Task prompt
What you return should be the full listing, exactly as given.
-----
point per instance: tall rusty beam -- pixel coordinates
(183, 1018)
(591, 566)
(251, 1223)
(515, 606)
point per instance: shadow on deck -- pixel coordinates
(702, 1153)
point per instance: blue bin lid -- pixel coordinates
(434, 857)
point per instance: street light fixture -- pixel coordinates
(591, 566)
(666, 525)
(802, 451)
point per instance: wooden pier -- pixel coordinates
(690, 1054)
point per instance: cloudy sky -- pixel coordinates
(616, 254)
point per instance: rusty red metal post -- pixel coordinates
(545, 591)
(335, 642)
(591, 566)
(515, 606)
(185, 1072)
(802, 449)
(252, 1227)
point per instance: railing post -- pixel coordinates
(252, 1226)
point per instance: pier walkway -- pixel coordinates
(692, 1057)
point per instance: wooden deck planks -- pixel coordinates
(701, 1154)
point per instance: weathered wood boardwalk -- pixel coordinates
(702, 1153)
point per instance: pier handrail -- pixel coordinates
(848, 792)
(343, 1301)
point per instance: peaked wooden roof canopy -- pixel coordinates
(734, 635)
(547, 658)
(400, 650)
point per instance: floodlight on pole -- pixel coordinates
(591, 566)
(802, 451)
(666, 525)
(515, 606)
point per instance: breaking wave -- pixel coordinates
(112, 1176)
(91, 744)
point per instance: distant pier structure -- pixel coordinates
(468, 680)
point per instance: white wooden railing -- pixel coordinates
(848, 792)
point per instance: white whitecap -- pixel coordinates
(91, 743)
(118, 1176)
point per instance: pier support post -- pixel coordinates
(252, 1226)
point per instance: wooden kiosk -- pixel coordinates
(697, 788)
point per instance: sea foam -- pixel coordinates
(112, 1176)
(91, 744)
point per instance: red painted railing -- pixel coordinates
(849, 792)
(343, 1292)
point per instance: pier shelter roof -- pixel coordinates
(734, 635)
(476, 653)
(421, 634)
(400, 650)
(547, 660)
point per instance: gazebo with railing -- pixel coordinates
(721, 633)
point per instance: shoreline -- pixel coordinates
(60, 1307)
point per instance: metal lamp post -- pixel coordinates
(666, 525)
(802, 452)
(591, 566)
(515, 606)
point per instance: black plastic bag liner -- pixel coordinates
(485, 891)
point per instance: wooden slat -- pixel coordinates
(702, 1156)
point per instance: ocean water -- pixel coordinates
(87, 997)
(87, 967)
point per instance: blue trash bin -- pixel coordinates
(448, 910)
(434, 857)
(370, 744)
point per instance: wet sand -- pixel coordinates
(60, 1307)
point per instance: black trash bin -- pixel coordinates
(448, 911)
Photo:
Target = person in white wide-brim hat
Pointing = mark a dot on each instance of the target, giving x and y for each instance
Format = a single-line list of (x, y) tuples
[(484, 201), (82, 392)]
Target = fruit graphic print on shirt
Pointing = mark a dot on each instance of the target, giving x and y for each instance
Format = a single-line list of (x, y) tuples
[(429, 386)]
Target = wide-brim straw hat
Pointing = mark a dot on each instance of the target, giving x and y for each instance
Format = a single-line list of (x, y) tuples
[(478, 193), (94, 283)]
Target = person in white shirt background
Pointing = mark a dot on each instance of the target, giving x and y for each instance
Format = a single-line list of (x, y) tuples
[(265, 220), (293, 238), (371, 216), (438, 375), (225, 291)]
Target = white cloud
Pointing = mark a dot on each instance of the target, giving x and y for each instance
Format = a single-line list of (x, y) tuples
-----
Problem solution
point per instance: tall rusty beam -- pixel coordinates
(183, 1018)
(591, 566)
(251, 1223)
(515, 606)
point per instance: shadow on deck -- pixel coordinates
(702, 1153)
point per instance: blue bin lid -- pixel coordinates
(434, 857)
point per instance: street light fixture -- pixel coordinates
(591, 566)
(666, 525)
(802, 451)
point per instance: wooden pier -- pixel coordinates
(690, 1054)
point per instance: cloudy sky -- pixel coordinates
(616, 254)
point per instance: rusty red metal post -- pixel coordinates
(545, 591)
(335, 642)
(591, 566)
(515, 606)
(185, 1072)
(802, 449)
(252, 1227)
point per instance: railing post -- pixel coordinates
(252, 1226)
point per instance: pier walkway -- pixel coordinates
(692, 1057)
point per instance: wooden deck planks -- pixel coordinates
(701, 1154)
point per instance: weathered wood boardwalk -- pixel coordinates
(702, 1153)
point per instance: pier handrail -- pixel coordinates
(848, 792)
(343, 1301)
point per instance: peaked wooden roof canopy -- pixel coordinates
(734, 635)
(547, 658)
(400, 650)
point per instance: floodlight on pole -- pixel coordinates
(591, 566)
(802, 451)
(666, 525)
(515, 606)
point per instance: breaking wave -- pixel coordinates
(112, 1176)
(91, 744)
point per instance: distant pier structure -- pixel coordinates
(468, 680)
point per instance: white wooden railing -- pixel coordinates
(848, 792)
point per instance: white whitecap -- pixel coordinates
(91, 743)
(118, 1176)
point per instance: pier support post -- pixel coordinates
(252, 1226)
point per instance: wooden kiosk -- pixel coordinates
(697, 788)
point per instance: sea foam -- pixel coordinates
(112, 1176)
(91, 744)
point per instance: red painted railing -- pixel coordinates
(849, 792)
(343, 1292)
point per instance: pier shelter roof -- pixel coordinates
(734, 635)
(476, 653)
(421, 634)
(400, 650)
(547, 660)
point per instance: gazebo with railing -- pixel coordinates
(721, 633)
point per instance: shoreline -- pixel coordinates
(60, 1307)
point per instance: metal lamp post -- pixel coordinates
(666, 525)
(802, 452)
(591, 566)
(515, 606)
point per instance: black plastic bag liner -- pixel coordinates
(485, 891)
point per instance: wooden slat -- pixel coordinates
(702, 1156)
point per instance: ocean water -- pixel coordinates
(87, 997)
(87, 967)
point per instance: blue trash bin -- pixel coordinates
(448, 910)
(434, 857)
(370, 744)
point per instance: wet sand -- pixel coordinates
(60, 1307)
point per instance: black trash bin -- pixel coordinates
(448, 911)
Photo:
Target = person in white wide-brim hat
Pointing = mark a dot on each instance of the target, giving x and y for each instance
Format = a single-line list of (x, y) tuples
[(484, 201), (82, 392)]
Target = fruit graphic print on shirt
Pointing = mark a dot on each instance of the target, giving x and y for each instance
Format = a single-line list of (x, y) tuples
[(429, 386)]
Target = wide-brim straw hat
Pointing = mark a dot on each instance of the target, giving x and y for each instance
Format = a single-line list of (x, y) tuples
[(478, 193), (94, 283)]
Target = person in white shirt background
Pointing = mark a dot on each instance of the target, giving x and y for each instance
Format = a single-line list of (x, y) tuples
[(265, 220), (293, 238), (371, 216), (438, 375), (225, 291)]
Target = white cloud
Pointing = mark a dot on each instance of the target, giving x and y for each instance
Format = a single-line list of (x, y) tuples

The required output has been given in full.